— start of Supplied records —
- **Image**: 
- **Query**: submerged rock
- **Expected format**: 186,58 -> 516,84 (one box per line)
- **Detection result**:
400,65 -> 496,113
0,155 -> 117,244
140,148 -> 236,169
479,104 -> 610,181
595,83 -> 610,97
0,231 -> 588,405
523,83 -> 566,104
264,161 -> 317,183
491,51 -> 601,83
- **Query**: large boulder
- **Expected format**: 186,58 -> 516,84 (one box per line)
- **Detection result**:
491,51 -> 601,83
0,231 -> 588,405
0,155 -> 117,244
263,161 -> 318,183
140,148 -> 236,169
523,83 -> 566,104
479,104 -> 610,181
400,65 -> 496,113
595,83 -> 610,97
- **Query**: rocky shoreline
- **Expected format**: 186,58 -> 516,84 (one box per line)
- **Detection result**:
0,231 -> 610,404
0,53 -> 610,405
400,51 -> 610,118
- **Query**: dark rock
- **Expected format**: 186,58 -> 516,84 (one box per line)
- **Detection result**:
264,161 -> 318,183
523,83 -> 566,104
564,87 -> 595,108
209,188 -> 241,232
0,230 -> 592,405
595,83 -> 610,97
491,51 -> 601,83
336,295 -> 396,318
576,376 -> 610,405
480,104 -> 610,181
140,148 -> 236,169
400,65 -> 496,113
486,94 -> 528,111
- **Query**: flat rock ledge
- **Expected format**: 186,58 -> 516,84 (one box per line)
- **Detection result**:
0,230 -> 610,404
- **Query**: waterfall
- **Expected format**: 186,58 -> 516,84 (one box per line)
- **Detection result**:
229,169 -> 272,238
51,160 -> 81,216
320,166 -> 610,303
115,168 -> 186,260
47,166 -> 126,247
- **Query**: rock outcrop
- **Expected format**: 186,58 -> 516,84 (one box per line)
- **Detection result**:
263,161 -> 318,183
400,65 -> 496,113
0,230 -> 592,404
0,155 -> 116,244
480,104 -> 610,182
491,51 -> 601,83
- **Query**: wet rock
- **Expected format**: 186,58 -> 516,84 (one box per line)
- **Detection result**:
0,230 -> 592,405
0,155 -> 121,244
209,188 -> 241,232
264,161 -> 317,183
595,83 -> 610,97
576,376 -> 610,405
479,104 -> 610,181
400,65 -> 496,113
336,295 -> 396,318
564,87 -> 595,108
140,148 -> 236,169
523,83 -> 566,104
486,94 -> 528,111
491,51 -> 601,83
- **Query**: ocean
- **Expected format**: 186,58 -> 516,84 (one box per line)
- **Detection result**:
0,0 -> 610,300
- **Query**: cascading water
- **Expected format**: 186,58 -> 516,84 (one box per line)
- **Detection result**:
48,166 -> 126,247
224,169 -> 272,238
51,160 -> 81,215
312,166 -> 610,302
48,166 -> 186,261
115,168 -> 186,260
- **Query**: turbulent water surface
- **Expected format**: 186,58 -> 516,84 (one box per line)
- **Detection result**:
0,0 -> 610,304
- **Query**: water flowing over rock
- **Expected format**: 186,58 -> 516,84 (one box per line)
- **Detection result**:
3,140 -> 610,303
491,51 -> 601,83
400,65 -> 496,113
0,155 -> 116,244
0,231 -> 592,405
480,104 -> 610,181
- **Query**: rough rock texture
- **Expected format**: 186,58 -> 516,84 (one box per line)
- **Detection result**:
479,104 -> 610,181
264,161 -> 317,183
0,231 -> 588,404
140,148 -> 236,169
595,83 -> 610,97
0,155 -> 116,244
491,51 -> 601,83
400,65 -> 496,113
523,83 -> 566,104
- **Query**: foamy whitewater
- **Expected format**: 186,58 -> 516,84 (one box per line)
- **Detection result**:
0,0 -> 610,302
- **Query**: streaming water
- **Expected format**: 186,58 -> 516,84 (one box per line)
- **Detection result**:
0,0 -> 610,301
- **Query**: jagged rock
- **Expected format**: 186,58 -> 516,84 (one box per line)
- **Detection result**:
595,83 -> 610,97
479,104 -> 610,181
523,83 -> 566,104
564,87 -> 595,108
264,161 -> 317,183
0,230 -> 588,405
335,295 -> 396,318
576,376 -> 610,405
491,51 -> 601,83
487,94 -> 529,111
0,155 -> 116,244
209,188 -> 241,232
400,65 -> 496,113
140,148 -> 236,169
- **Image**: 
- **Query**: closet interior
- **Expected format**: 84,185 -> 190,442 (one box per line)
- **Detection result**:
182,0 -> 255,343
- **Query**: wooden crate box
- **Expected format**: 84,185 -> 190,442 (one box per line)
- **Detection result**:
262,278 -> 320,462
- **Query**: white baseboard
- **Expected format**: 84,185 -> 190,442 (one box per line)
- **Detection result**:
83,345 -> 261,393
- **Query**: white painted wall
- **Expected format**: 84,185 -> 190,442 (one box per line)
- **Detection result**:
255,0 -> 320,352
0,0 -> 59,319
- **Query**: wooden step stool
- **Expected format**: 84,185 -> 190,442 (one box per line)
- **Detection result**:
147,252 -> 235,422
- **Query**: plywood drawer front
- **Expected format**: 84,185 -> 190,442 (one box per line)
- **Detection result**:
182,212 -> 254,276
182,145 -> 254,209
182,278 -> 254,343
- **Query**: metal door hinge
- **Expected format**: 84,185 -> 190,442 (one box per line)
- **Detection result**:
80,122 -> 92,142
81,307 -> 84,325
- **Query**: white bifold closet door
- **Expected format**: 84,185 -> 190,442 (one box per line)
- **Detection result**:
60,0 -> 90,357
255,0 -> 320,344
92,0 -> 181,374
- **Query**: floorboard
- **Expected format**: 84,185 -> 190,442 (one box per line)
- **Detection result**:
— end of Supplied records —
• _Written task_
Reproduce the listing above line for line, with no changes, from its first entry through its last.

• _Answer to the problem_
- **Image**: 
- **Query**: submerged rock
- **Expected format**: 186,58 -> 516,84 (one box per line)
- **Detection result**:
400,65 -> 496,113
0,155 -> 117,244
140,148 -> 236,169
479,104 -> 610,181
595,83 -> 610,97
0,231 -> 588,405
523,83 -> 566,104
264,161 -> 317,183
491,51 -> 601,83
- **Query**: large boulder
- **Expected format**: 186,58 -> 516,84 (one box per line)
- **Detection result**:
491,51 -> 601,83
0,231 -> 588,405
0,155 -> 117,244
263,161 -> 318,183
140,148 -> 236,169
523,83 -> 566,104
479,104 -> 610,181
400,65 -> 496,113
595,83 -> 610,97
- **Query**: rocky shoreline
- **Expected format**: 186,58 -> 516,84 (one box per line)
- **Detection result**:
0,231 -> 610,404
0,53 -> 610,405
400,51 -> 610,118
- **Query**: dark rock
- **Expected format**: 186,58 -> 516,84 (one box per line)
- **Detection result**:
264,161 -> 318,183
523,83 -> 566,104
564,87 -> 595,108
209,188 -> 241,232
0,230 -> 592,405
595,83 -> 610,97
491,51 -> 601,83
336,295 -> 396,318
576,376 -> 610,405
480,104 -> 610,181
140,148 -> 236,169
400,65 -> 496,113
486,94 -> 528,111
- **Query**: flat rock ledge
- **Expected format**: 186,58 -> 516,84 (one box per line)
- **Detection result**:
0,230 -> 610,404
- **Query**: waterfall
- **Expected format**: 186,58 -> 516,84 (one box per line)
- **Detection result**:
229,169 -> 272,238
51,160 -> 81,216
320,166 -> 610,303
115,168 -> 186,260
47,166 -> 126,247
- **Query**: rock outcrop
- **Expected format**: 186,58 -> 516,84 (one box per line)
- **Detection result**:
263,161 -> 318,183
400,65 -> 496,113
0,230 -> 592,404
0,155 -> 116,244
480,104 -> 610,182
491,51 -> 601,83
- **Query**: wet rock
- **Expected format**: 186,58 -> 516,84 (one box per line)
- **Detection result**:
0,230 -> 592,405
0,155 -> 121,244
209,188 -> 241,232
264,161 -> 317,183
595,83 -> 610,97
576,376 -> 610,405
479,104 -> 610,181
400,65 -> 496,113
336,295 -> 396,318
564,87 -> 595,108
140,148 -> 236,169
523,83 -> 566,104
486,94 -> 528,111
491,51 -> 601,83
- **Query**: ocean
- **Expected format**: 186,58 -> 516,84 (one box per line)
- **Detection result**:
0,0 -> 610,300
- **Query**: cascading water
- **Expected format**: 186,58 -> 516,84 (one box per line)
- **Detection result**:
48,166 -> 126,247
224,169 -> 272,238
51,160 -> 81,215
312,166 -> 610,302
48,166 -> 186,261
115,168 -> 186,260
- **Query**: turbulent water surface
- **Expected format**: 186,58 -> 516,84 (one box per line)
- **Detection result**:
0,0 -> 610,304
- **Query**: water flowing over rock
- **Expected format**: 186,58 -> 516,84 (one box per line)
- **Detection result**:
3,140 -> 610,303
491,51 -> 601,83
400,65 -> 496,113
0,155 -> 116,244
0,231 -> 592,405
480,104 -> 610,181
- **Query**: rough rock texture
- **Expected format**: 186,58 -> 516,84 (one box per line)
- **Detection result**:
479,104 -> 610,181
264,161 -> 317,183
0,231 -> 588,404
140,148 -> 236,169
595,83 -> 610,97
0,155 -> 116,244
491,51 -> 601,83
400,65 -> 496,113
523,83 -> 566,104
- **Query**: foamy whitewater
- **Expected format**: 186,58 -> 516,84 (one box per line)
- **Detection result**:
0,0 -> 610,302
- **Query**: streaming water
- **Expected format**: 186,58 -> 516,84 (one box per line)
- **Detection result**:
0,0 -> 610,301
- **Query**: jagged rock
- **Expected format**: 186,58 -> 516,84 (one box per line)
- **Detection result**:
595,83 -> 610,97
479,104 -> 610,181
523,83 -> 566,104
564,87 -> 595,108
264,161 -> 317,183
0,230 -> 588,405
335,295 -> 396,318
576,376 -> 610,405
491,51 -> 601,83
487,94 -> 529,111
0,155 -> 116,244
209,188 -> 241,232
400,65 -> 496,113
140,148 -> 236,169
- **Image**: 
- **Query**: closet interior
- **Expected format**: 84,185 -> 190,442 (one box per line)
- **Detection result**:
182,0 -> 255,343
- **Query**: wooden crate box
- **Expected format**: 84,185 -> 190,442 (one box per line)
- **Detection result**:
262,278 -> 320,462
- **Query**: white baseboard
- **Expected format**: 84,185 -> 190,442 (one box per line)
- **Detection result**:
83,345 -> 261,393
- **Query**: white painted wall
- **Expected format**: 84,185 -> 190,442 (one box per line)
- **Detection result**:
255,0 -> 320,352
0,0 -> 59,319
- **Query**: wooden step stool
- **Expected format**: 84,185 -> 190,442 (one box per line)
- **Detection result**:
147,252 -> 235,422
- **Query**: plywood drawer front
- **Expected format**: 84,185 -> 190,442 (one box per line)
- **Detection result**:
182,212 -> 254,276
182,145 -> 254,209
182,278 -> 254,343
- **Query**: metal door hinge
- **Expected format**: 84,185 -> 190,442 (one box per line)
- **Detection result**:
80,122 -> 92,142
81,307 -> 84,325
- **Query**: white bifold closet door
- **Expected format**: 84,185 -> 190,442 (one box per line)
- **Detection result**:
60,0 -> 90,357
255,0 -> 320,344
92,0 -> 181,374
- **Query**: floorboard
- **Expected format**: 84,185 -> 190,442 (one box per line)
- **Detection result**:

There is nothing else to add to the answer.